▸ Extract to read:
G7 leaders are poised to pledge one billion vaccines to the world in an effort to overcome the coronavirus pandemic by the end of 2022.
A leaked communique suggests they will use this weekend's summit in Britain to call for a new study into the origins of the virus.
World leaders are under pressure to redress an imbalance in global vaccine supplies condemned by human rights groups and the World Health Organisation.
The US said it would buy 500 million Pfizer-BioNTech doses to be distributed among 92 poorer countries by the middle of 2022.
European leaders will join a G7 pledge to deliver one billion vaccines by the end of next year, according to the draft communique seen by Bloomberg.
But a divided Europe was under pressure to go farther by agreeing to a waiver of intellectual property rights on vaccines.
The proposal gathered momentum after the European Parliament voted to support it and the World Trade Organisation moved forward with talks on a waiver.
The G7 is expected to discuss the plan at this weekend's summit, with leaders divided over the idea.
The US and France support a waiver, but Germany is opposed, while Britain backs an EU counterproposal to grant vaccine licences to manufacturers.
G7 guests India and South Africa are key backers of a waiver, and South African President Cyril Ramaphosa said he would try to rally support at the summit.
Before the summit, MEPs called on Brussels to back a temporary waiver in a 355-263 vote in Strasbourg.
But European Council President Charles Michel said in Brussels that the EU was focusing its efforts on donating doses and investing in manufacturing.
“The question of intellectual property rights will likely be raised in this context” at the G7, he said. “A patent waiver might sound good but it’s no silver bullet.”
Mr Michel said the EU supported efforts to launch a full investigation into the origins of Covid-19, which are still unclear.
US President Joe Biden said last month that US intelligence agencies were pursuing several theories, including the possibility of a lab accident in China.
“The world has the right to know exactly what happened in order to be able to learn the lessons,” Mr Michel said.
G7 leaders will call for a new, transparent WHO-convened study into the origins of the virus, the leaked draft said.
Washington plays down contention
Despite Washington's support for the proposal, the White House played down the prospect of Mr Biden prioritising the matter at the G7 meeting.
“I don’t anticipate contention on the issue of vaccines,” Mr Biden’s national security adviser Jake Sullivan said.
White House press secretary Jen Psaki said negotiations on a waiver would be left to senior US trade representative Katherine Tai.
“It’s a long process, as you know – several months to negotiate what the best format will look like,” she said. “But I would suspect we will leave it at the level of the US ambassador.”

▸ Records shown:
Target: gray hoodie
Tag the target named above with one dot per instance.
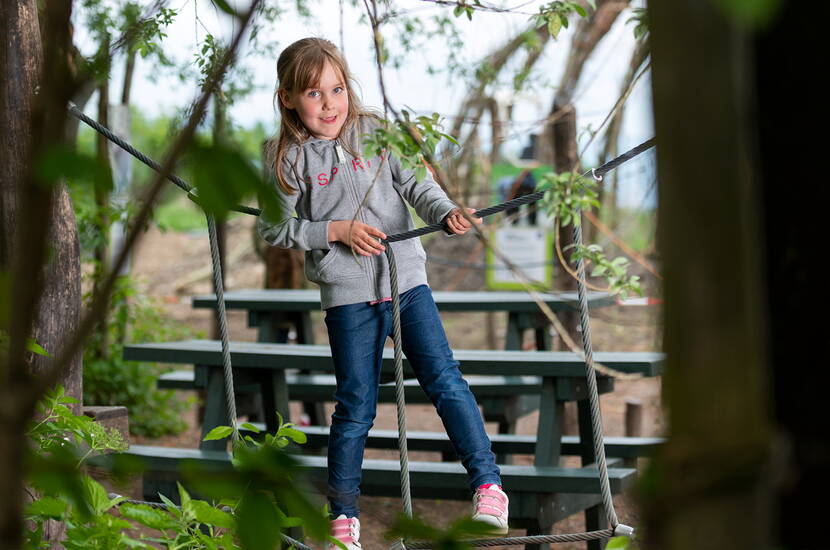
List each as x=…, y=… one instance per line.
x=331, y=184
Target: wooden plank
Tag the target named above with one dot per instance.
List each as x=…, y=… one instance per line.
x=386, y=473
x=318, y=358
x=309, y=300
x=617, y=447
x=320, y=387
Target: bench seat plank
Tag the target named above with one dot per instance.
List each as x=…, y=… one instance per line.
x=617, y=447
x=386, y=473
x=318, y=358
x=272, y=300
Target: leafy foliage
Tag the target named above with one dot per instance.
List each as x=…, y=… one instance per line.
x=555, y=15
x=224, y=178
x=398, y=139
x=239, y=516
x=566, y=196
x=113, y=381
x=615, y=271
x=640, y=20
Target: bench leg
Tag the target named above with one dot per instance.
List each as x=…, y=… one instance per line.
x=274, y=389
x=595, y=516
x=594, y=521
x=513, y=338
x=215, y=410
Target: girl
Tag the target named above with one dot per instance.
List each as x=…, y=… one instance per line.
x=321, y=175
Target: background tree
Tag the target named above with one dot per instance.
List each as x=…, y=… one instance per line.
x=745, y=456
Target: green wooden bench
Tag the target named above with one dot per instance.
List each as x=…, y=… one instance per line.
x=615, y=447
x=561, y=378
x=538, y=495
x=271, y=311
x=265, y=366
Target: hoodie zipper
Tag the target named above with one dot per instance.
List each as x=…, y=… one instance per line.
x=338, y=151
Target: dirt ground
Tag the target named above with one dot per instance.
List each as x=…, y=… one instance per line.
x=167, y=267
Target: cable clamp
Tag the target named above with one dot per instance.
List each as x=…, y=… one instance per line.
x=623, y=531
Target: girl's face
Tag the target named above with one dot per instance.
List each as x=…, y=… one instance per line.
x=323, y=108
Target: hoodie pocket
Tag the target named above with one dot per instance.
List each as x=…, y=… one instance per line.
x=338, y=263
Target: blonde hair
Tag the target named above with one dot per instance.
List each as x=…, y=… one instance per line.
x=298, y=68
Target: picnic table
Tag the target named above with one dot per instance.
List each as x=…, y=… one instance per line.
x=269, y=310
x=556, y=377
x=507, y=383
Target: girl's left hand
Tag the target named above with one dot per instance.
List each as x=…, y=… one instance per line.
x=458, y=224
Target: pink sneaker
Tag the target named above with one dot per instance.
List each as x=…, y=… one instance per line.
x=490, y=506
x=347, y=531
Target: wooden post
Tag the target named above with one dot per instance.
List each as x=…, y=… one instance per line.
x=633, y=425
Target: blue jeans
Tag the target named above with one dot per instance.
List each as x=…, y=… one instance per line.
x=357, y=333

▸ To do: Can you print the G7 vaccine article word for word, between "A leaked communique" and "on a waiver.", inclusive?

▸ Result below:
A leaked communique suggests they will use this weekend's summit in Britain to call for a new study into the origins of the virus.
World leaders are under pressure to redress an imbalance in global vaccine supplies condemned by human rights groups and the World Health Organisation.
The US said it would buy 500 million Pfizer-BioNTech doses to be distributed among 92 poorer countries by the middle of 2022.
European leaders will join a G7 pledge to deliver one billion vaccines by the end of next year, according to the draft communique seen by Bloomberg.
But a divided Europe was under pressure to go farther by agreeing to a waiver of intellectual property rights on vaccines.
The proposal gathered momentum after the European Parliament voted to support it and the World Trade Organisation moved forward with talks on a waiver.